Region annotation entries
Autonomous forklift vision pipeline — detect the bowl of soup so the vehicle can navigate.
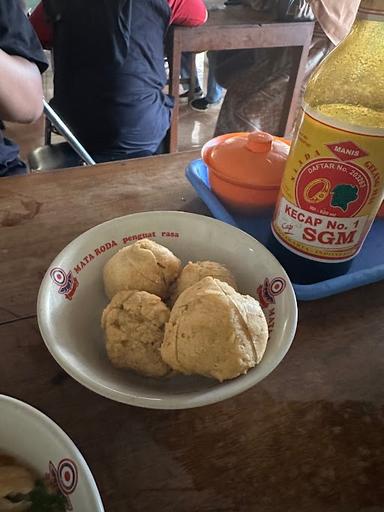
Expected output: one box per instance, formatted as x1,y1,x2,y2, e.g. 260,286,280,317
0,395,104,512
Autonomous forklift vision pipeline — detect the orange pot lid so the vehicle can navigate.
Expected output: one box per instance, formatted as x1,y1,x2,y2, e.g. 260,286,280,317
203,132,290,188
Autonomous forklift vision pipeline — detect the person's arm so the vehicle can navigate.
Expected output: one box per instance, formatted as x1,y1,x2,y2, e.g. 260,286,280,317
168,0,208,27
29,3,53,49
0,50,43,123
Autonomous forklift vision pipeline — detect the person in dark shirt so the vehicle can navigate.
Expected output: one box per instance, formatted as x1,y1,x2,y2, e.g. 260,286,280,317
31,0,207,162
0,0,47,176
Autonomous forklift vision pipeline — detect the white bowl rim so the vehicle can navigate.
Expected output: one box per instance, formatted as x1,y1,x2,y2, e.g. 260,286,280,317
0,394,104,512
37,210,298,410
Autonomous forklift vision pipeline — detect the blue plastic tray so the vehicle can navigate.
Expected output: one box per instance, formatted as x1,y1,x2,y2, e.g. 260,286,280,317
185,160,384,300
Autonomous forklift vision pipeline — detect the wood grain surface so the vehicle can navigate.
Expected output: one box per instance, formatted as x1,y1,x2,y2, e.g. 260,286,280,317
0,153,384,512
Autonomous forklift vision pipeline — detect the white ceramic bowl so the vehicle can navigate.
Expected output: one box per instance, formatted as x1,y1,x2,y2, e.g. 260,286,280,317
0,395,104,512
37,212,297,409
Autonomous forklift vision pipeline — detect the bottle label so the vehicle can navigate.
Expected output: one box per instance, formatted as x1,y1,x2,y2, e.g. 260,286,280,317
272,107,384,262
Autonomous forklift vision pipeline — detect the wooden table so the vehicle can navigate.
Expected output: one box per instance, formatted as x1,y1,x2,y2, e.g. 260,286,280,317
170,5,314,152
0,152,384,512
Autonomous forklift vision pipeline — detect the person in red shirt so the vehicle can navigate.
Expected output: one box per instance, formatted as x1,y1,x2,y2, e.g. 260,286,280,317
30,0,207,161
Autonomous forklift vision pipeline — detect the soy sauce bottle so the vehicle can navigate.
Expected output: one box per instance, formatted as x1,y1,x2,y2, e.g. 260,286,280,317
270,0,384,284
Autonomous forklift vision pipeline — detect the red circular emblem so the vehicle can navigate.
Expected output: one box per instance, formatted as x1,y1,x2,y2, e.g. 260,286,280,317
295,158,371,217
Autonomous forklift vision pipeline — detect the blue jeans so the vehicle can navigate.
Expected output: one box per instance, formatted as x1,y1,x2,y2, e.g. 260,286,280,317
180,52,224,103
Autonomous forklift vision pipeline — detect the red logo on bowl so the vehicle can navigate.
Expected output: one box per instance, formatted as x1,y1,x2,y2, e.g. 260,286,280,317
257,277,287,309
46,459,79,510
50,267,79,300
326,141,368,162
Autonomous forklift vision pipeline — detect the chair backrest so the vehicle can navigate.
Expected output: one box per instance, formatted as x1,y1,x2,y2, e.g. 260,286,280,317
28,101,96,171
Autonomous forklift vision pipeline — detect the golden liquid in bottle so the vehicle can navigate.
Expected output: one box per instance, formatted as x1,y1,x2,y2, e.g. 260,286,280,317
305,18,384,129
270,0,384,284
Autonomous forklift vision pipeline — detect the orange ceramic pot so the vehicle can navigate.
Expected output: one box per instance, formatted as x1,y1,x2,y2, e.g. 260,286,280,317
202,132,289,215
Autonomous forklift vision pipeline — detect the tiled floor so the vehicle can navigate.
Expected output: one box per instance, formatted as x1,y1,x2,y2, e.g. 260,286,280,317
6,55,220,168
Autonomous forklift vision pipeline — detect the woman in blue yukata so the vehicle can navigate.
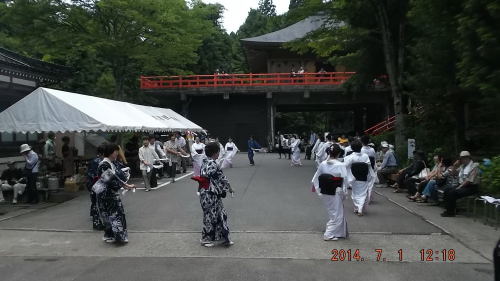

* _Task statement_
Please render every line of the items above as a Markdown table with a Row column for the row number and a Line column for the line. Skip blank lines and leave the pictures out.

* _Task solution_
| Row | Line |
|---|---|
| 1 | Autonomous forklift vision pipeline — detect the bowl of soup so the vehicle can navigate. |
| 2 | Expected output: one box per instance, formatted as x1,y1,x2,y2, e.g. 260,286,280,317 |
| 3 | 0,395,104,512 |
| 4 | Autonomous forklift vision pipeline — detect the orange pot lid so the vehicle can navigate. |
| 5 | Expected output: one box per instance, formatted as x1,y1,x2,y2, e.g. 260,286,280,317 |
| 6 | 203,132,290,188 |
| 7 | Autonomous forklift vision pipeline — detect the person's arm so the vehicle can navigate. |
| 8 | Expected output: one box per instance, formatted as x1,y1,x2,y2, e.g. 260,286,280,317 |
| 9 | 168,0,208,27 |
| 10 | 29,3,53,49 |
| 11 | 0,50,43,123 |
| 12 | Autonomous forklift vision pipeline — detect the person in dark shirt so the vehicle can navigate. |
| 13 | Expected output: one box per instance, formatted as x1,y1,x2,y2, e.g. 260,286,280,317 |
| 14 | 31,0,207,162 |
| 15 | 0,0,47,176 |
| 16 | Autonomous forklift vision pipeline — detect the white bowl rim so the vehicle can navigate. |
| 17 | Expected output: one box per instance, formatted as x1,y1,x2,y2, e.g. 260,286,280,317 |
| 18 | 0,394,104,512 |
| 19 | 37,210,298,410 |
| 20 | Autonomous forklift vision pipeline — detect the blue plastic tray so the vehicle can navigate. |
| 21 | Expected output: one box per instance, formatted as x1,y1,x2,y2, e.g. 260,286,280,317 |
| 22 | 185,160,384,300 |
| 23 | Autonomous forklift vision pipeline — detect the wood grain surface so the vehicle can navigate. |
| 24 | Expected output: one box per instance, formatted as x1,y1,x2,y2, e.g. 260,286,280,317 |
| 25 | 0,153,384,512 |
| 26 | Autonomous forklift vision pipeline — detect the white ceramic bowl so the vehicle can navigate. |
| 27 | Expected output: one box per instance, formatted as x1,y1,x2,y2, e.g. 260,286,280,317 |
| 28 | 0,395,104,512 |
| 29 | 37,212,297,409 |
| 30 | Autonomous forklift vision pipeline — detect the bottle label so the vehicle can navigate. |
| 31 | Expected output: one box per instance, formatted as x1,y1,x2,y2, e.g. 260,286,280,317 |
| 32 | 272,107,384,262 |
| 33 | Autonomous forklift vision pipeline — detect the wooden table so the vehicle can navigate. |
| 34 | Expected output: one box per instance, formatted as x1,y1,x2,y2, e.g. 260,286,280,317 |
| 35 | 170,5,314,152 |
| 36 | 0,152,384,512 |
| 37 | Autonomous forklift vision pipeline — detect the person in red shirt so the vehicle can navigate. |
| 38 | Expected output: one box per instance, formatted as x1,y1,x2,y2, e.g. 260,286,280,317 |
| 39 | 30,0,207,161 |
| 40 | Autonomous forklift vision pipeline — detect the soy sauce bottle so the vehicle can navigate. |
| 41 | Expected output: one box per instance, formatted as x1,y1,x2,y2, e.g. 260,286,280,317 |
| 42 | 270,0,384,284 |
| 43 | Autonomous forklift vision pipeline — detect the red circular emblem so the vehicle can navigate. |
| 44 | Expected output: one box per instance, formatted as x1,y1,x2,y2, e.g. 260,286,280,317 |
| 45 | 295,158,371,217 |
| 46 | Autonomous forklift vision pipeline — detect the blue jeans so the vehicle can navigate. |
| 47 | Expected output: one box per instance, formatted as x1,y1,x2,y2, e.g. 260,286,280,317 |
| 48 | 180,52,224,103 |
| 49 | Autonomous forklift vision pipeline — detect the red logo on bowl so the vehicle can navigate. |
| 50 | Expected output: one box per instance, formatted as x1,y1,x2,y2, e.g. 260,286,280,317 |
| 51 | 257,277,287,309 |
| 52 | 46,459,79,510 |
| 53 | 50,267,79,300 |
| 54 | 326,141,368,162 |
| 55 | Autonomous forklift vision pipeline — detect the chair backrest so the vehicle can navigate. |
| 56 | Expected output: one box per instance, formatted as x1,y1,x2,y2, e.g. 260,286,280,317 |
| 57 | 28,101,96,171 |
| 58 | Autonomous forklift vision pipeline — detect the golden liquid in bottle so the vehicle can navigate. |
| 59 | Expected output: one box per instance, formatted as x1,y1,x2,y2, e.g. 260,286,280,317 |
| 60 | 305,18,384,129 |
| 61 | 270,0,384,284 |
| 62 | Autonomous forklift vision pipeline — detect the orange ceramic pot so the vehicle can navigate. |
| 63 | Expected output: one box per instance, formatted as x1,y1,x2,y2, e.g. 260,286,280,317 |
| 64 | 202,132,289,215 |
| 65 | Autonomous forklift vision pipeline — detect the tiled floor so the vehicle can navigate. |
| 66 | Expected output: one box per instance, formatted as x1,y1,x2,y2, e.g. 260,286,280,317 |
| 67 | 6,55,220,168 |
| 68 | Autonomous forklift vision pipeline — detect the woman in blue yukata so the vehicle can navigate. |